** start of Material for the task **

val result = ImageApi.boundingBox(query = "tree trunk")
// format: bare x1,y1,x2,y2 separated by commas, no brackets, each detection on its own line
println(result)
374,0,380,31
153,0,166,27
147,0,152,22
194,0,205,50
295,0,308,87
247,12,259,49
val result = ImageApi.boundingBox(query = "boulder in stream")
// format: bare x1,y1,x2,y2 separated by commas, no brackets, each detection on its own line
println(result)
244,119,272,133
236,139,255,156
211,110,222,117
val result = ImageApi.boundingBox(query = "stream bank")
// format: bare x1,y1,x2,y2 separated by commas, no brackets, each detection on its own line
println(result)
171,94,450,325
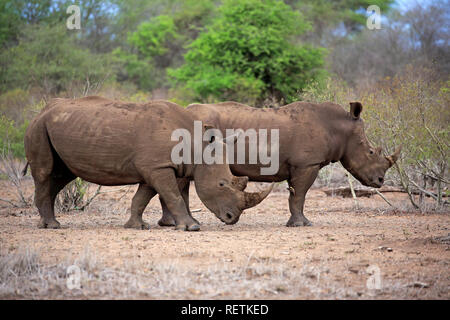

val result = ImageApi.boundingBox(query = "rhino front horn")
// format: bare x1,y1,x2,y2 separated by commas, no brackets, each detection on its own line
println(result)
386,146,402,167
240,182,274,210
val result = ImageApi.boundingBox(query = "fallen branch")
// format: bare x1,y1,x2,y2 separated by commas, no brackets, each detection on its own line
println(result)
323,187,447,198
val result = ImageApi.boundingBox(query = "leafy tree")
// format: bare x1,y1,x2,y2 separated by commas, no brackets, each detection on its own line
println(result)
114,0,214,90
0,25,110,94
169,0,324,103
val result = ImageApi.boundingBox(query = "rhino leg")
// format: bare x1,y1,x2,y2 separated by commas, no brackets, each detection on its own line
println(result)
286,166,319,227
124,184,156,230
150,169,200,231
30,136,75,229
158,179,200,227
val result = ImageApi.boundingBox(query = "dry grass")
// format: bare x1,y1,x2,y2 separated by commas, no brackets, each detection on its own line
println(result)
0,246,449,299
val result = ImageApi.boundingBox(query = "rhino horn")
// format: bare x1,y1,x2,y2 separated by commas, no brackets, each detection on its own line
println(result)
386,146,402,167
239,182,274,210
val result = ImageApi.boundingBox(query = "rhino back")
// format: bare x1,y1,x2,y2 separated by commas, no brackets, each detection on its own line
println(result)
42,97,192,185
188,102,347,181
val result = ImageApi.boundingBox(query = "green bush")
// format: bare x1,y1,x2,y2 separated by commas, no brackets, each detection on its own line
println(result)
168,0,324,104
301,67,450,209
0,23,112,95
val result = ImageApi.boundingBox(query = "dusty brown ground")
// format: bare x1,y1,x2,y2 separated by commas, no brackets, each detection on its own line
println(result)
0,180,450,299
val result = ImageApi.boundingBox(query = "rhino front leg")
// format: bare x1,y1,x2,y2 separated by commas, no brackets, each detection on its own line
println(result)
286,166,320,227
158,179,200,227
124,184,156,230
151,169,200,231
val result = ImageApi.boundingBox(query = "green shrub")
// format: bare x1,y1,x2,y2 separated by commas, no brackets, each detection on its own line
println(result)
168,0,324,104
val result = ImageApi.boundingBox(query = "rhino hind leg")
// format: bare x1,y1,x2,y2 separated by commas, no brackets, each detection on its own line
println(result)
150,169,200,231
158,197,175,227
158,179,200,227
31,132,75,229
286,166,320,227
124,184,156,230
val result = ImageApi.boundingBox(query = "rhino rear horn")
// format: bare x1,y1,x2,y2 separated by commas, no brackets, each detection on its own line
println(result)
386,146,402,167
240,182,274,210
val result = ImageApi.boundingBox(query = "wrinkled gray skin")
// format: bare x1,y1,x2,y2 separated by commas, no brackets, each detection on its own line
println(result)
159,102,400,227
24,97,271,231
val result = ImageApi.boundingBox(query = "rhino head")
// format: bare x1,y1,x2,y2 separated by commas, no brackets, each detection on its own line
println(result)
194,133,273,224
340,102,401,188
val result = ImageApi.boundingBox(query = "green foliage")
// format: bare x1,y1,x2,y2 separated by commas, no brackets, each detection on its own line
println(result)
0,25,110,94
129,15,178,59
112,48,155,89
169,0,324,103
301,67,450,208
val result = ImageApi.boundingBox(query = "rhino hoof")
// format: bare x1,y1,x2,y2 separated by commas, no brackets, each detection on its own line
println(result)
38,219,61,229
124,220,150,230
286,218,312,227
158,218,175,227
175,224,200,231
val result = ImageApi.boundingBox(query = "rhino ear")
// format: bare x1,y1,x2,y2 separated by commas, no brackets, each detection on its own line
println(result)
203,123,216,143
350,101,362,120
223,130,242,144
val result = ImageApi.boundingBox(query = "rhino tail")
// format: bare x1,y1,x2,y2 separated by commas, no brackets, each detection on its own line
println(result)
22,161,30,177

** end of Material for the task **

Rewrite all the rows above, changing "ImageApi" to "VisionApi" wherever it occurs and leaving everything else as it is. Omit the pictures from your answer.

val result = VisionApi.boundingBox(query = "tree trunk")
// format: bare x1,y1,x2,y2 separated by commas, no brackets, each detection on its own line
println(result)
374,0,380,31
153,0,166,27
147,0,152,22
194,0,205,50
295,0,308,87
247,12,259,49
val result = VisionApi.boundingBox(query = "boulder in stream")
// format: bare x1,y1,x2,y2 separated by commas, no brackets, each detection on its own line
println(result)
244,119,272,133
236,139,255,156
211,110,222,117
val result = VisionApi.boundingBox(query = "stream bank")
// format: bare x1,y1,x2,y2 separated by commas, no brackets, each detection on its own line
println(result)
171,94,450,325

val result = VisionApi.boundingBox(query = "rhino front horn")
// format: bare x1,y1,x2,y2 separated by commas, no brackets, each detection on its own line
println(result)
386,146,402,167
240,182,274,210
val result = VisionApi.boundingBox(query = "fallen branch")
// format: bare x1,y1,x2,y2 separated by commas, no brackets, each detection on its own line
println(result)
323,187,447,198
val result = VisionApi.boundingBox(query = "leafy tree")
// format: bare x1,y1,x2,y2 separated by commas, no brackets, each detection on its own line
println(result)
114,0,214,90
0,25,110,94
169,0,324,103
val result = VisionApi.boundingBox(query = "rhino leg")
// format: bare x1,y1,x2,y2 separated by commas, no brackets, each detection on its own line
println(result)
286,166,319,227
124,184,156,230
150,169,200,231
30,136,75,229
158,179,200,227
val result = VisionApi.boundingBox(query = "dry grass")
// format: bare x1,y1,x2,y2 separated by commas, no brackets, each detection on its own line
println(result)
0,246,449,299
val result = VisionApi.boundingBox(query = "rhino horn")
// format: bare x1,y1,x2,y2 separated by commas, no brackets, each detection on its own line
println(result)
386,146,402,167
239,182,274,210
val result = VisionApi.boundingBox(query = "rhino back")
// format: bare x1,y1,x2,y2 separated by commas, no brackets, each detection on its own line
println(result)
42,97,192,185
188,102,347,181
val result = VisionApi.boundingBox(query = "green bush")
// format: bare x1,y1,x2,y2 separated by commas, no brackets, each detection on its own line
println(result)
168,0,324,104
301,67,450,209
0,23,112,95
val result = VisionApi.boundingBox(query = "dusty brown ground")
// format: bare x1,y1,x2,y2 separated by commas, no brackets, each detection on its own line
println(result)
0,180,450,299
val result = VisionApi.boundingBox(query = "rhino front leg")
// format: bare x1,y1,x2,y2 separated by commas, no brackets, each detection on its own line
println(result)
286,166,320,227
158,179,200,227
124,184,156,230
151,169,200,231
val result = VisionApi.boundingBox(query = "green shrub")
// format: bare x1,y1,x2,y2 separated by commas, no brackets, each detection on its own line
println(result)
168,0,324,104
val result = VisionApi.boundingBox(query = "rhino hind leg")
// format: bare x1,y1,x2,y2 separated by commas, no brackets, each detection on its own line
println(result)
150,169,200,231
158,197,175,227
158,179,200,227
31,132,75,229
286,166,320,227
124,184,156,230
val result = VisionApi.boundingBox(query = "rhino rear horn")
// format: bare x1,y1,x2,y2 separated by commas, no brackets, each detection on its own line
println(result)
386,146,402,167
240,182,274,210
val result = VisionApi.boundingBox(query = "wrinkled gray skin")
// format: bare x1,y1,x2,y2 separated by commas, no brackets, each detection on its own line
println(result)
159,102,400,227
24,97,271,231
val result = VisionApi.boundingBox(query = "rhino head")
// format: bare x1,y1,x2,y2 separated by commas, no brackets, each detection on its own line
println(result)
194,133,273,224
340,102,401,188
val result = VisionApi.boundingBox(query = "green foliage")
// format: bare x1,y1,x2,y2 separated by commas, no brackets, each detection on its own line
println(result)
0,25,110,94
129,15,178,59
112,48,155,89
169,0,324,103
301,67,450,208
val result = VisionApi.boundingBox(query = "rhino hoof")
// format: bare x1,y1,x2,y2 separated by commas, no brackets, each detection on its own line
println(result)
38,219,61,229
124,220,150,230
286,218,312,227
158,218,175,227
175,224,200,231
val result = VisionApi.boundingBox(query = "rhino ear")
// format: bare x1,y1,x2,y2 separated by commas, no brackets, each detection on its own line
println(result)
203,123,216,143
350,101,362,120
223,130,242,144
val result = VisionApi.boundingBox(query = "rhino tail")
// format: bare x1,y1,x2,y2 separated by commas, no brackets, each detection on its own line
println(result)
22,161,30,177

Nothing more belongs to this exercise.